▸ Data excerpts:

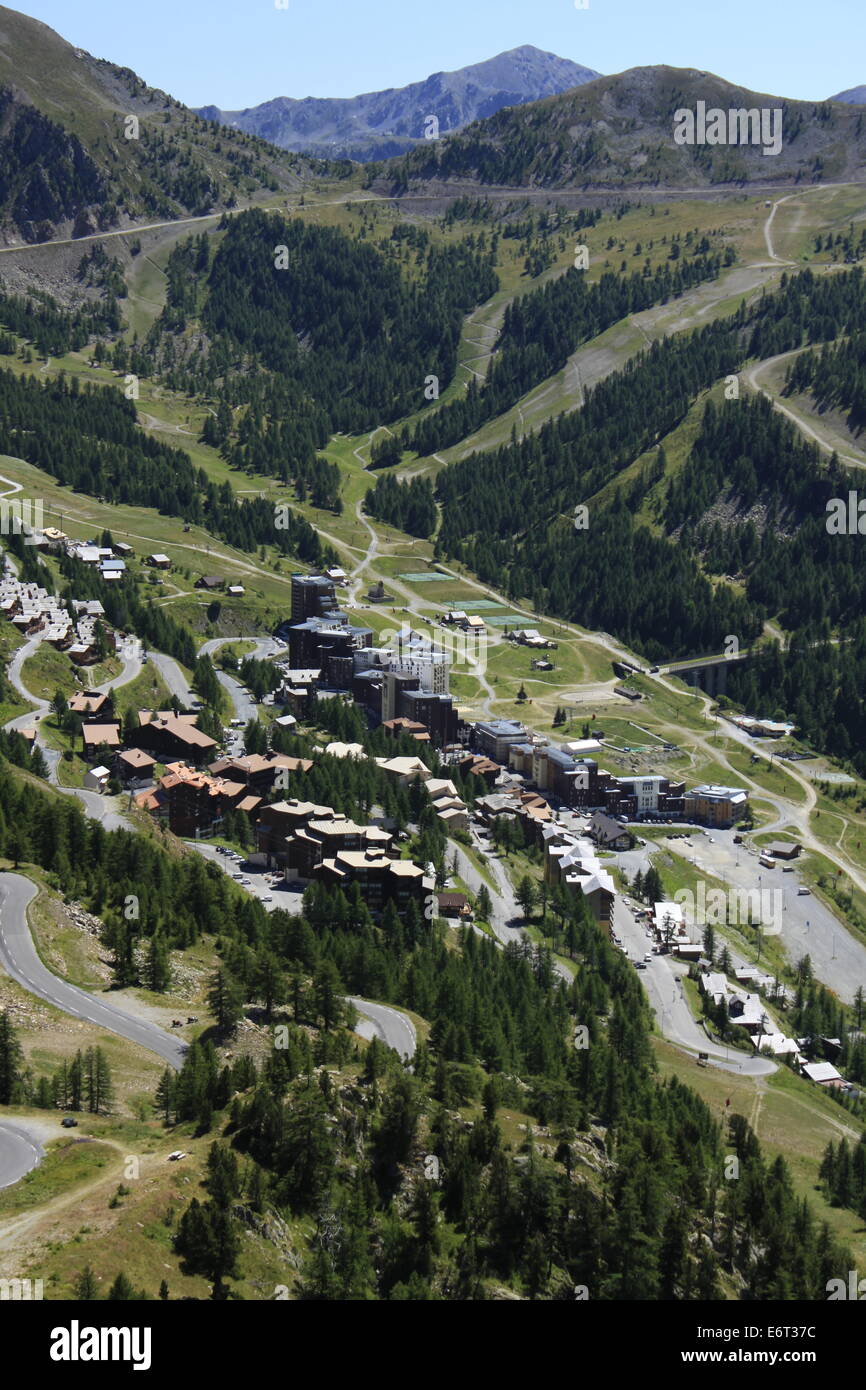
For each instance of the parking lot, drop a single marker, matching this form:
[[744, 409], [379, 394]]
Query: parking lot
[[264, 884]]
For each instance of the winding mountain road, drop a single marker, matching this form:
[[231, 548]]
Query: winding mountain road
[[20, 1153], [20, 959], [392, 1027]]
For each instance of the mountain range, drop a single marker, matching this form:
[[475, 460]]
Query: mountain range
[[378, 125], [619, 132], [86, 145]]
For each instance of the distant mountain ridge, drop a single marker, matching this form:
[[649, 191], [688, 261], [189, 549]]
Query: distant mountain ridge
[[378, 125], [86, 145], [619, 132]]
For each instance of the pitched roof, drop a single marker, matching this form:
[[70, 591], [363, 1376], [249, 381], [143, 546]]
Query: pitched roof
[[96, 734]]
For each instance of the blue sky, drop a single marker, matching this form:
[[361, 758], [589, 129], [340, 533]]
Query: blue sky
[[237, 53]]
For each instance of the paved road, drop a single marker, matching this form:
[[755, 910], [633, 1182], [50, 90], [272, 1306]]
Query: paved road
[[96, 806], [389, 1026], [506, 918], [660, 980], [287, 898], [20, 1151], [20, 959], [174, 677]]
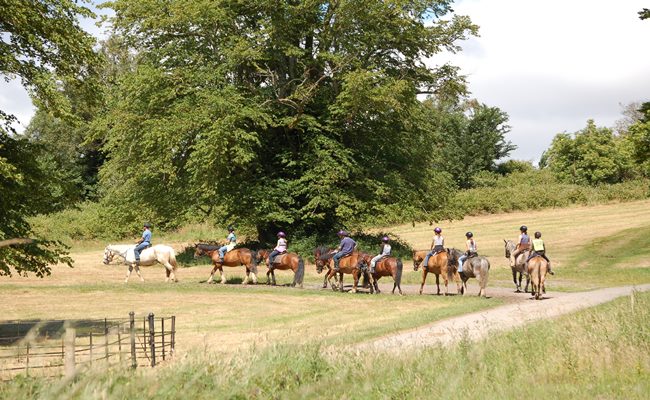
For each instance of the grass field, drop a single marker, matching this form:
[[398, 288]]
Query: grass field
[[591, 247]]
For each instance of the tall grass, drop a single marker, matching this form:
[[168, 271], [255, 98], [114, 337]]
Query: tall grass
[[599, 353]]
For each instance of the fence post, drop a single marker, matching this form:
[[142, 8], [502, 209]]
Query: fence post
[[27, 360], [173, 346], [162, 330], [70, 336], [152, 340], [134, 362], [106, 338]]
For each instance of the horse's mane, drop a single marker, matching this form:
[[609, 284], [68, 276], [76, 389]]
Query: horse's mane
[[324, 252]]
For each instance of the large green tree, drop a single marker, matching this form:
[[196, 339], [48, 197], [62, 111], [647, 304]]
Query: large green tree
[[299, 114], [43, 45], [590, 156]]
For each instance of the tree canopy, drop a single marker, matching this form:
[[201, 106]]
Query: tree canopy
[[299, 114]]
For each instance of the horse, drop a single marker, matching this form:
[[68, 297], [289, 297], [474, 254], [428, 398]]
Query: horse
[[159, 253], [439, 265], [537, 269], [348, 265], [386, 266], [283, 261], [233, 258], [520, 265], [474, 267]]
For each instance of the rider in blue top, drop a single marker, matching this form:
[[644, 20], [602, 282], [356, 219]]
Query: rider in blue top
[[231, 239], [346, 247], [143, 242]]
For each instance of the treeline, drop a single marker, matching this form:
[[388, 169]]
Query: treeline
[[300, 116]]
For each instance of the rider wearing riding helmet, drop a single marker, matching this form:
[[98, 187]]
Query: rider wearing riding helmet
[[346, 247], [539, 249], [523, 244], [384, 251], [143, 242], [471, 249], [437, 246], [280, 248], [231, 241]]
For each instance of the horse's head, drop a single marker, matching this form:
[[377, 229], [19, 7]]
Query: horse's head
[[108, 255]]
* * *
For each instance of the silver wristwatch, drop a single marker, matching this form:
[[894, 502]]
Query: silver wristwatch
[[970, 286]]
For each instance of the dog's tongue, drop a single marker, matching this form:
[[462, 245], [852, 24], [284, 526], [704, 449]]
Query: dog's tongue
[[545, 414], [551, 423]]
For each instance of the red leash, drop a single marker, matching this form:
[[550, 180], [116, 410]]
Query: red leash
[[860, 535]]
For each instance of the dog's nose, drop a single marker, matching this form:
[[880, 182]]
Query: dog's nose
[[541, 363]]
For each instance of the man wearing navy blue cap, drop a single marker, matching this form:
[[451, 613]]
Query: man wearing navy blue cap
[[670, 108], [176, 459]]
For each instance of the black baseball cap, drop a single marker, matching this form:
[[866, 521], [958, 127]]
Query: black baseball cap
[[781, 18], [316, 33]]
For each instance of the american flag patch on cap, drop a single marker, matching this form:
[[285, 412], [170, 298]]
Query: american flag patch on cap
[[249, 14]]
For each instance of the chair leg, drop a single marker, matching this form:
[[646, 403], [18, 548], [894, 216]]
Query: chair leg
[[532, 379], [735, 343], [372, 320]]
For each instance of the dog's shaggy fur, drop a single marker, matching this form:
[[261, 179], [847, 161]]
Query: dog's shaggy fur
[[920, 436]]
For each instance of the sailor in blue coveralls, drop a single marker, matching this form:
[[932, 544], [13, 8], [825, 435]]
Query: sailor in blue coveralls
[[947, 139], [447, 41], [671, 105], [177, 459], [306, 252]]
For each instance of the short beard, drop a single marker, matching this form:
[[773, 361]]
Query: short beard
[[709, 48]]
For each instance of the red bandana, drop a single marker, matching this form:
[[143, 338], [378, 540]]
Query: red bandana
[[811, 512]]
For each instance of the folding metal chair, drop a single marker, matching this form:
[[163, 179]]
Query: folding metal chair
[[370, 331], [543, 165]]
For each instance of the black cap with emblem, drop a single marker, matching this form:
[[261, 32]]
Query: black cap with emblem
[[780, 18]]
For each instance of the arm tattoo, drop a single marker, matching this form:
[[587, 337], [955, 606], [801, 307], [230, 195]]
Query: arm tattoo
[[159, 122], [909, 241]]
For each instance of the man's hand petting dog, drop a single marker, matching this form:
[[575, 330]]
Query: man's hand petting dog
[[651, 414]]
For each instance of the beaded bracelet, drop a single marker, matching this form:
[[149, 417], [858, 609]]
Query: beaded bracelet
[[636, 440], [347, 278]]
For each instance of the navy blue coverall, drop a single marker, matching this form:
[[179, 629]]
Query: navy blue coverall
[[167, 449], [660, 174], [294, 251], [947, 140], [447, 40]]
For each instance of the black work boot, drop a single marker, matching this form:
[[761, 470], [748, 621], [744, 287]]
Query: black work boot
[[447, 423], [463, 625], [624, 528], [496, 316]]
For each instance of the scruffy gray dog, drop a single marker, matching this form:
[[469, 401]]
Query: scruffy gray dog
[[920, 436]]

▸ Task description: Can you rewrite the records from the line with "For each instance of the short" to the line with "[[780, 18]]", putting "green bandana" wherever "red bandana" appears and keeping everything else the same?

▸ Complete output:
For each instance of the short beard, drop a single marker, matching this form:
[[773, 361]]
Query: short beard
[[709, 48]]
For each instance of the green bandana, drop a single marker, matching this form:
[[143, 338], [378, 540]]
Query: green bandana
[[811, 512]]
For each instance of the folding metal chair, drop a single marker, matching this form:
[[163, 179]]
Query: folding metal chair
[[370, 331], [543, 165]]
For each instance of the black cap with emblem, drop a single marker, matching this form:
[[261, 32]]
Query: black cap with emblem
[[780, 18]]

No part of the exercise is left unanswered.